▸ How to complete this task
The whole listing below is to be repeated without alteration.

▸ Data for the task
┄┄┄┄┄┄┄┄┄┄┄┄┄┄┄┄┄┄┄┄

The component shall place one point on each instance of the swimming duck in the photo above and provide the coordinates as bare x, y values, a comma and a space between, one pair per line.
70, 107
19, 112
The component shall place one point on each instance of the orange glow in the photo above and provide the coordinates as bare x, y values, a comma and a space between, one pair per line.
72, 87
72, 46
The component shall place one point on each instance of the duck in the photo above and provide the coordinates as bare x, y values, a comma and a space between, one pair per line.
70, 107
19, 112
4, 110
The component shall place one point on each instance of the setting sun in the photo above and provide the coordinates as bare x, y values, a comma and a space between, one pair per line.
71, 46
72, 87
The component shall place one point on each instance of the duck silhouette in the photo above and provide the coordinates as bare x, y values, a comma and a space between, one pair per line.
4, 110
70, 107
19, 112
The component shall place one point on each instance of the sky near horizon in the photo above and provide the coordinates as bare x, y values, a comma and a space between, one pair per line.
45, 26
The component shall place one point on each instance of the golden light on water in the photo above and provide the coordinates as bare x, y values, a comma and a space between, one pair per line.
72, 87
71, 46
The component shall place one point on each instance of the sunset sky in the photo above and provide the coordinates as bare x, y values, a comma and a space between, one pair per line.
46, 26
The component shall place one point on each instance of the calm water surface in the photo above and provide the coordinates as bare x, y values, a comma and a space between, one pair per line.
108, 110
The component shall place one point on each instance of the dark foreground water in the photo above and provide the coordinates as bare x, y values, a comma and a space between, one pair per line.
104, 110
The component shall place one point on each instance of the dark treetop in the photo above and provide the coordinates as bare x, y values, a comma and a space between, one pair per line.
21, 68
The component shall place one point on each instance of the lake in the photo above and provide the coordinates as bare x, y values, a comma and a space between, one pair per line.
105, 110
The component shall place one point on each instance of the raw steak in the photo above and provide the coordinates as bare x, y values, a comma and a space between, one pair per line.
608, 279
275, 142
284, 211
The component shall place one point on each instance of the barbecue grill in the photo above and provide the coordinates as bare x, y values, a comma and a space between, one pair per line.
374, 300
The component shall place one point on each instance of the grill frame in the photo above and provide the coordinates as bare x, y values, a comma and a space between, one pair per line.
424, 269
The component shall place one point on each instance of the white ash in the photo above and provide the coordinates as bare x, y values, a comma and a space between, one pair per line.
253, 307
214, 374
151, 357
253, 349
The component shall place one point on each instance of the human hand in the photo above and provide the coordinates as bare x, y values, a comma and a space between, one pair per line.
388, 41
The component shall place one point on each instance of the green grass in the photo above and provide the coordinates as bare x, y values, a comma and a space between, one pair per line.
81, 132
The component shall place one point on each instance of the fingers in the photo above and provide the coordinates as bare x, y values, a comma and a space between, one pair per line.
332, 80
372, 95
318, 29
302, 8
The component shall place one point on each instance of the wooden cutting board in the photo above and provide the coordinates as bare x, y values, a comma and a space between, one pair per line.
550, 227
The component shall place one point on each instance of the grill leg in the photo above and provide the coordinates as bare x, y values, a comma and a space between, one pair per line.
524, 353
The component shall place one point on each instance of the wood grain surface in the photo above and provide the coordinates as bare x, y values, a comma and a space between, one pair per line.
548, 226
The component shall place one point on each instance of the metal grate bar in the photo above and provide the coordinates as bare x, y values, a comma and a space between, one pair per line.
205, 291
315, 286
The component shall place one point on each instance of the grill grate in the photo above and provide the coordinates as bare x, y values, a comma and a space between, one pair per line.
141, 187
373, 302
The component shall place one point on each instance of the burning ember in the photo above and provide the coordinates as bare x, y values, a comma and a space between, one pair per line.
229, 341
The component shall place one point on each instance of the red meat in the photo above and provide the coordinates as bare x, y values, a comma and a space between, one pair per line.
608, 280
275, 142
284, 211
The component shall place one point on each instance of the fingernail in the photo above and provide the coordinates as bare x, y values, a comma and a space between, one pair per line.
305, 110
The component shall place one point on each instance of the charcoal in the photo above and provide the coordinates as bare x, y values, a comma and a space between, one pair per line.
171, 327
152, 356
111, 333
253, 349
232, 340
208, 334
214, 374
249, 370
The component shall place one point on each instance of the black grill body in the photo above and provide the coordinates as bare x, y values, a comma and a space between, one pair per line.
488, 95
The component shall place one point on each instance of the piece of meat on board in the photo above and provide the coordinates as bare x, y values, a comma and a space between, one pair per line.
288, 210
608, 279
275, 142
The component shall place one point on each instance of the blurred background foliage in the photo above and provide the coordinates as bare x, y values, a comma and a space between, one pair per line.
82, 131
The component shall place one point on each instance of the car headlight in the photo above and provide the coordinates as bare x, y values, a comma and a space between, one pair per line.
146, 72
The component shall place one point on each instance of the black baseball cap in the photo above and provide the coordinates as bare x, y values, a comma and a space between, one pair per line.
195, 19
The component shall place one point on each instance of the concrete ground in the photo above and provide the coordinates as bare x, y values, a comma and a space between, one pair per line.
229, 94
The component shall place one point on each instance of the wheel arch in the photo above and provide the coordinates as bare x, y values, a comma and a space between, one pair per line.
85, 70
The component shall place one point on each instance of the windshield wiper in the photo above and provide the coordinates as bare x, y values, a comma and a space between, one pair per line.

┄┄┄┄┄┄┄┄┄┄┄┄┄┄┄┄┄┄┄┄

▸ Exercise output
The component shall place one point on each instance of the swimming duck in the photo above and provide the coordinates as bare x, y values, a comma and a space between, one pair per line.
70, 107
19, 112
The component shall place one point on each instance of the orange glow in the photo above and provide the coordinates as bare x, y values, a comma and a space between, one pair per line.
72, 87
72, 46
The component shall place one point on each instance of the duck in the photo above and provide the coordinates as bare x, y values, a comma and a space between, one pair per line.
70, 107
19, 112
4, 110
The component shall place one point on each instance of the setting sun in the photo above and provide the coordinates as bare x, y values, a comma and a space between, one pair per line.
71, 46
72, 87
The component shall place one point on each instance of the duck silhouette in the photo above and provide the coordinates as bare x, y values, a comma and a space between, one pair per line.
4, 110
70, 107
19, 112
The component shall place one point on each instance of the sky near horizon in the photo above and provide the coordinates as bare x, y values, a comma and a space between, one pair per line.
45, 26
The component shall place one point on each instance of the golden light on water in the photo above and provide the coordinates as bare x, y values, a comma and a space between, one pair per line.
72, 87
71, 46
The component shall place one point on each instance of the sunset sky in the photo above and provide the coordinates as bare x, y values, a comma and a space between, one pair per line.
46, 26
The component shall place one point on each instance of the calm water surface in the photo above and provide the coordinates as bare x, y values, a comma and a space between, one pair per line.
108, 110
The component shall place one point on each instance of the dark foreground water in the photo above and provide the coordinates as bare x, y values, a comma and a space between, one pair per line.
104, 110
The component shall place one point on each instance of the dark treetop in the photo above and provide the coordinates as bare x, y values, a comma and a space between, one pair per line.
21, 68
The component shall place one point on each instance of the lake in the photo above and provide the coordinates as bare x, y values, a comma and a space between, one pair per line.
105, 110
The component shall place one point on each instance of the raw steak in the photo above and provide the coordinates as bare x, y values, a comma and a space between, one pair per line.
608, 279
275, 142
284, 211
The component shall place one point on each instance of the barbecue grill in the photo above and provide the coordinates as bare x, y values, a comma and a space between, one pair per line.
374, 300
The component shall place one point on each instance of the grill frame in the photo above and provide the coordinates as bare x, y values, a comma and a space between, one pair per line.
424, 269
The component shall place one point on each instance of the white ash in the photo above and provide the coordinates as bare x, y values, a comma and a space between, one pair per line.
253, 307
214, 374
151, 357
253, 349
The component shall place one point on each instance of the human hand in the photo above and provide the coordinates as bare x, y values, a comma and a space between, one pair per line.
388, 41
The component shall place one point on each instance of the green grass in the photo above and provide the coordinates as bare x, y values, a comma and a space between, one pair per line.
81, 132
The component shall place one point on each instance of the fingers in the photo above and provide the coordinates as bare x, y values, a comma and a space between, one pair per line.
332, 80
372, 95
318, 29
302, 8
The component shall place one point on each instance of the wooden cutting board in the photo above and provide the coordinates as bare x, y values, a comma and a space between, one pair per line.
550, 227
The component shall place one point on each instance of the grill leg in the photo above and provide the coordinates as bare x, y values, a comma and a space between, one pair per line.
524, 353
The component shall place one point on each instance of the wood grain surface in the photo above and provide the coordinates as bare x, y values, a comma and a space between, one pair per line.
548, 226
The component shall place one point on each instance of the metal grate bar in the photo above and provide the coordinates as bare x, y values, a comma and a space between, one pair per line.
205, 291
315, 286
The component shall place one point on each instance of the grill grate in the photo above and provide the coordinates as bare x, y values, a comma and a space between, one pair per line.
141, 187
373, 302
The component shall place one point on each instance of the burning ember in the photo above and provide the coordinates as bare x, y values, a comma and a space between, one pair per line.
229, 341
The component shall place one point on each instance of the red meat in the photo above and provide the coordinates as bare x, y values, a comma and a space between, one pair per line.
608, 280
275, 142
284, 211
The component shall place one point on each instance of the fingernail in the photo above and provide the coordinates as bare x, y values, a comma and a space between, one pair per line.
305, 110
The component shall place one point on each instance of the charcoal in the photo above and provide the coordinates as bare x, y values, a comma and a space between, one pair per line.
171, 327
152, 356
111, 333
253, 349
232, 340
208, 334
214, 374
249, 370
The component shall place one point on each instance of the black grill body in the photo above and provide the coordinates as bare x, y values, a comma and a space between, one pair per line.
488, 95
The component shall place one point on each instance of the piece of meat on board in the photo above and provide the coordinates as bare x, y values, a comma and a space between, one pair per line.
288, 210
608, 279
275, 142
The component shall place one point on each instance of the blurred background foliage in the photo above and provide the coordinates as bare x, y values, a comma and a space between, one pair per line.
82, 131
The component shall place one point on each instance of the car headlight in the photo above and provide the coordinates as bare x, y values, a comma and a space between, one pair per line.
146, 72
The component shall place one point on each instance of the black baseball cap in the photo above and provide the coordinates as bare x, y values, a comma and a space between, one pair per line.
195, 19
The component shall place one point on each instance of the concrete ground in the photo above and provide the coordinates as bare x, y values, a comma and a space between, one pair per line.
229, 94
The component shall place one point on each instance of the wheel arch in the photo above and provide the coordinates as bare x, y values, a comma and a space between, one pair per line.
85, 70
The component shall place one point on each instance of the windshield wiper in the photo above and provide the coordinates as bare x, y values, a comma and a space between, one pair per line.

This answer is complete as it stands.